THE PROBLEM - The records must be repeated exactly and in their entirety.

GIVEN DATA -
________________

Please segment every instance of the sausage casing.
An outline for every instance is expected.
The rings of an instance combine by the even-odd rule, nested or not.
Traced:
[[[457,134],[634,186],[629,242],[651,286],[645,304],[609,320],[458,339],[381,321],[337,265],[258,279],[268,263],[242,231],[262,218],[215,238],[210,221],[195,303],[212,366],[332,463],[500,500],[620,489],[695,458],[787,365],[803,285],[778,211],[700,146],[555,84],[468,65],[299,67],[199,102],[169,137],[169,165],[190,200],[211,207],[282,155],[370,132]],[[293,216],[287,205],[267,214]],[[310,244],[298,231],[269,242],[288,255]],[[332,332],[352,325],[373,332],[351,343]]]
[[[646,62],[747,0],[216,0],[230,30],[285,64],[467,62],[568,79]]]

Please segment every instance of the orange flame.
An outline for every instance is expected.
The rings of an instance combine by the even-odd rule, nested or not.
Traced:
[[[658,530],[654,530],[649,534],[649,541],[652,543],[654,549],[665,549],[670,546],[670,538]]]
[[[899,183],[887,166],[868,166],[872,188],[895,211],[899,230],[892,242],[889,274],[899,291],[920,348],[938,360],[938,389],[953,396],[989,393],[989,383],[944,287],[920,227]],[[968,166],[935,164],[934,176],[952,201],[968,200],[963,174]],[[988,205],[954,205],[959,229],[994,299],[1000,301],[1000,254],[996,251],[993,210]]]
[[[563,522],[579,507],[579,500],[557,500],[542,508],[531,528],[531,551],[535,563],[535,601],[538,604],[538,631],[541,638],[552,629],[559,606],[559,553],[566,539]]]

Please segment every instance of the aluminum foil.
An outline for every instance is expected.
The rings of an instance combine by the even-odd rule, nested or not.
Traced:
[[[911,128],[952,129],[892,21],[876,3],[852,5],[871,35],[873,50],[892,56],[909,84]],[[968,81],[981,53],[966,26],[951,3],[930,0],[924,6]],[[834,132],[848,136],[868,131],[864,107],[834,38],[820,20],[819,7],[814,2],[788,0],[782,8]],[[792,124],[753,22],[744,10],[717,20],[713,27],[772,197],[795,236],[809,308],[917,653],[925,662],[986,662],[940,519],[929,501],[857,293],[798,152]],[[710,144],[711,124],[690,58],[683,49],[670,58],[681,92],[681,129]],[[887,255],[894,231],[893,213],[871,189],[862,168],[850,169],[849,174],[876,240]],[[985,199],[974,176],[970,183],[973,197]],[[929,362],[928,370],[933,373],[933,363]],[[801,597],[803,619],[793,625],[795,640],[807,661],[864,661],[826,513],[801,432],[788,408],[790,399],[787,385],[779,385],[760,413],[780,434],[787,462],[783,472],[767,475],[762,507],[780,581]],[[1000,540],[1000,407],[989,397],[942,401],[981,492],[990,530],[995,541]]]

________________

RESPONSE AREA -
Please segment every instance of the sausage casing.
An outline for every instance is expected.
The rings of an instance combine by the even-odd rule, nested or not.
Traced:
[[[457,134],[634,186],[629,242],[651,286],[645,304],[609,320],[458,339],[381,321],[337,265],[258,279],[268,263],[242,231],[262,218],[215,238],[210,221],[195,303],[212,366],[332,463],[500,500],[620,489],[695,458],[787,365],[803,285],[778,211],[700,146],[555,84],[468,65],[299,67],[199,102],[169,137],[169,165],[190,200],[211,207],[282,155],[370,132]],[[293,216],[287,205],[267,214]],[[310,244],[298,231],[269,242],[288,255]],[[332,332],[352,325],[373,332],[351,343]]]
[[[646,62],[747,0],[216,0],[230,30],[285,64],[467,62],[568,79]]]

Please segment every instance of the orange flame.
An outline for every instance is expected.
The rings of an instance combine by the even-odd rule, nested or not.
Traced:
[[[658,530],[654,530],[649,534],[649,541],[652,543],[654,549],[665,549],[670,546],[670,538]]]
[[[899,183],[887,166],[868,166],[872,188],[895,211],[899,230],[892,242],[889,274],[899,291],[920,348],[938,360],[938,389],[953,396],[989,393],[989,383],[944,287],[920,227]],[[968,166],[935,164],[934,176],[952,201],[968,200],[963,174]],[[988,205],[954,205],[959,229],[994,299],[1000,301],[1000,254],[996,251],[993,210]]]
[[[563,522],[579,507],[579,500],[557,500],[542,508],[531,528],[531,551],[535,563],[535,601],[538,604],[538,631],[541,638],[552,629],[559,606],[559,553],[566,539]]]

Please segment every instance of the aluminum foil.
An outline for every instance is expected.
The rings of an instance combine by the even-odd rule, nested or not.
Traced:
[[[911,128],[952,129],[892,21],[876,3],[852,5],[871,35],[873,50],[892,56],[909,84]],[[968,81],[981,53],[966,26],[951,3],[930,0],[924,6]],[[834,132],[848,136],[868,131],[864,107],[834,38],[820,20],[819,7],[814,2],[788,0],[782,8]],[[792,124],[753,22],[744,10],[717,20],[713,27],[772,197],[795,236],[809,308],[917,653],[925,662],[986,662],[940,519],[929,501],[857,293],[798,152]],[[710,144],[711,124],[690,58],[683,49],[670,58],[681,92],[681,129]],[[887,255],[894,231],[893,213],[871,189],[862,168],[850,169],[849,174],[876,240]],[[985,199],[974,176],[970,183],[973,197]],[[929,362],[928,370],[933,373],[933,363]],[[801,597],[803,619],[793,625],[795,640],[807,661],[864,661],[826,513],[801,432],[788,408],[790,399],[787,385],[779,385],[760,413],[780,434],[787,462],[783,472],[767,475],[762,507],[780,581]],[[1000,540],[1000,407],[989,397],[942,401],[981,492],[990,530],[995,541]]]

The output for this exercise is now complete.